▸ **WHAT IS NEEDED**
Scale part of the records below: begin at the line that has "gray trousers, as pixel coordinates." and continue through the end of the records. Copy every line in that range, requests included, and multiply each pixel coordinate in the answers by 1.9, rounding to whole numbers with halves rounded up.

▸ **ENTRIES SUPPLIED**
---

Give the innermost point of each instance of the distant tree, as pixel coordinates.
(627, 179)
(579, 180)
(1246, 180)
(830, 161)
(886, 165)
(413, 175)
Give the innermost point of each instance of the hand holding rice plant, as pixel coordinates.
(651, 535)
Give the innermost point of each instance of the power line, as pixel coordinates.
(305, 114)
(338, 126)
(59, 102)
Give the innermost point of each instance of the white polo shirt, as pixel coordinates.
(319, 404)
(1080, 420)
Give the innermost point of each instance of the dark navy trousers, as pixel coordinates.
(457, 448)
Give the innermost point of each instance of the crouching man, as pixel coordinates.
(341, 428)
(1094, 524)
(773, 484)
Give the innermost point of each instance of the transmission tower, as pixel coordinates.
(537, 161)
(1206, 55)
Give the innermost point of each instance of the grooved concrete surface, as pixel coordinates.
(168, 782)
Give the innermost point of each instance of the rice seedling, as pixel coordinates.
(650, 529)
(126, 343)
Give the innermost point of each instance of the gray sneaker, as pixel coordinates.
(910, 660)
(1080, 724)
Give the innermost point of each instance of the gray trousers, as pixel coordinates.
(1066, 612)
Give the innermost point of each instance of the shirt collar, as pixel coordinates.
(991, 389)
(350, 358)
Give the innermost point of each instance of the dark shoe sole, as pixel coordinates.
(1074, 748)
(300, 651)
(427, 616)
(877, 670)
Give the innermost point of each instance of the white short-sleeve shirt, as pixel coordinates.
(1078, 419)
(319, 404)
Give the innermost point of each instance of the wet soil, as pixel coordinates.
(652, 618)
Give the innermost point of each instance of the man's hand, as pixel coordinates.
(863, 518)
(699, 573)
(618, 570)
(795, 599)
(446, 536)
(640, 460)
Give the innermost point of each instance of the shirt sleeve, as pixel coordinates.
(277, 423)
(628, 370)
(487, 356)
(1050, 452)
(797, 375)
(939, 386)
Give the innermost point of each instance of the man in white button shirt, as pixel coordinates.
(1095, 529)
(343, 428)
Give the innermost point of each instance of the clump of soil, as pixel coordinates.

---

▸ **SOLUTION TO THE PROBLEM**
Give the innermost point of each instance of the gray trousers, as pixel coordinates.
(2025, 1163)
Give the innermost point of each instance of the shirt collar, as pixel coordinates.
(1883, 739)
(665, 680)
Give the innermost point of each instance of the dark shoe sole, as pixel coordinates.
(2041, 1421)
(570, 1237)
(811, 1170)
(1666, 1273)
Give the innermost point of each instance of the white short-sleeve shirt, as pixel coordinates.
(2048, 796)
(606, 768)
Give the innermost point of each instance of the wet soil, as pixel coordinates.
(1239, 1174)
Give the innermost point of each instance of the man's hand, as pixel coordinates.
(1640, 984)
(1328, 1089)
(1174, 1083)
(1511, 1138)
(847, 1018)
(1216, 874)
Give the innermost point of each instance of the shirt sleeve, as pixel coordinates.
(526, 804)
(1193, 703)
(925, 676)
(1995, 859)
(1514, 713)
(1784, 733)
Give the innermost point of each instance of the man in white button shirt, as pixel coordinates.
(2081, 1005)
(652, 813)
Give the innermost point of each instance of the clump of soil, as pixel coordinates.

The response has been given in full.